• **THE TASK**
Recast the data below as a numbered list, one entry per line, leaving out any blank lines.

• **DATASET RECORDS**

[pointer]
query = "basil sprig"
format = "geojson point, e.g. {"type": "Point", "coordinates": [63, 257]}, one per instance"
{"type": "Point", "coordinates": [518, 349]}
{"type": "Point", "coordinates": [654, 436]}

• **EXERCISE RESULT**
1. [pointer]
2. query = "basil sprig"
3. format = "geojson point, e.g. {"type": "Point", "coordinates": [63, 257]}, one per instance"
4. {"type": "Point", "coordinates": [518, 349]}
5. {"type": "Point", "coordinates": [654, 436]}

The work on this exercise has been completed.